== Opdracht ==
Geef het gedeelte van het forumverhaal van "Mijn oom heeft" tot en met "broerjes werden behandelt." letterlijk terug.

== Pagina ==
=-=-=
#  > De Moderne Marokkaanse Vrouw >  > Sterke verhalen >  waargebeurde verhaal!!!

## ahnin

Ik wil dit verhaal even met jullie delen.
Ik heb het al ierder eenkeer op maroc gezet maar op een of ander manier is het niet op eht sid terecht gekomen.
een kind zonder ouders.
waargebeurt verhaal.

Toen ik 1jaar oud was zijn mijn ouders om het leven gekomen,door een gas ontploffing.
Mijn oom heeft mij groot gebarcht,maar vraag me niet HOE!!!
Ik groeide tussen mijn neefjes en nichjes die toen voor mij zusjes waren.Ik werd vaak geslagen en mis handeld waar ik toen niks van had begrijpen als ik zag hoe mijn ander broerjes werden behandelt.
ze gingen naar school in marokko en ik achter de schaapjes....een herder dus.
Op een dag moesten we naar nederland komen,en ja hoor in nederland mag ik ook naar school.
Ik moest van mijn oom die toen mijn vader was auto monteur worden hahaha dacht ik bij me zelf maar goed de jaren gingen snel voorbij mijn broertjes gingen mavo havo en ga zo door,maar ik inderdaat lts.
op mijn 17 was al een auto monteur en voor hem hoefde ik niet meer verder het is genoeg vond hij.
Ik moet gauw aan de slag omdat hij geld nodig heeft voor het bouweb van een huis in marokko...wat een gedachten he???maar ik moest wel ik had geen keus.
=-=-=
== Geselecteerde gegevens ==
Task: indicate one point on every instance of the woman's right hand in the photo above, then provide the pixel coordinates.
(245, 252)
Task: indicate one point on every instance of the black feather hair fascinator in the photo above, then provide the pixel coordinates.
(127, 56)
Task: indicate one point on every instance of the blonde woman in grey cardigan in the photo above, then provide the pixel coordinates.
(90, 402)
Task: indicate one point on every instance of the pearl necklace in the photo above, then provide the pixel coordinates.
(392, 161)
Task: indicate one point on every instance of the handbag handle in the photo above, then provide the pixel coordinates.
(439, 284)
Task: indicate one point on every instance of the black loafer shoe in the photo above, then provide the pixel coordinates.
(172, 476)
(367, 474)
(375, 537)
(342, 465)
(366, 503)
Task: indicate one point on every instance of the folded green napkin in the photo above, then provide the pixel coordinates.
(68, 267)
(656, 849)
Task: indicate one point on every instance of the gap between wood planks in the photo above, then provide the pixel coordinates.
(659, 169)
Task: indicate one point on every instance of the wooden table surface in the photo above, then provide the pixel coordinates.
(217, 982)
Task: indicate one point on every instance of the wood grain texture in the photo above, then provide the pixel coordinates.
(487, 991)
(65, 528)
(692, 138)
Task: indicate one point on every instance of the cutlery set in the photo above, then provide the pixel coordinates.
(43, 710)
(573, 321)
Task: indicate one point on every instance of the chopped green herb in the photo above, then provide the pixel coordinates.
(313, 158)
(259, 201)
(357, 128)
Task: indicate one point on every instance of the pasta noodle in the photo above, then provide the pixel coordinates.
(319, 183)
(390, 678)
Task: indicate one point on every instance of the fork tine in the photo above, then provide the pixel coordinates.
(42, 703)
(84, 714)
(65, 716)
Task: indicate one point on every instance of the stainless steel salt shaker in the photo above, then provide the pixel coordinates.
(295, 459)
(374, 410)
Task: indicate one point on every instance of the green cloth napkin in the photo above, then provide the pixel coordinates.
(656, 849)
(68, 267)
=-=-=
== Antwoord ==
Mijn oom heeft mij groot gebarcht,maar vraag me niet HOE!!!
Ik groeide tussen mijn neefjes en nichjes die toen voor mij zusjes waren.Ik werd vaak geslagen en mis handeld waar ik toen niks van had begrijpen als ik zag hoe mijn ander broerjes werden behandelt.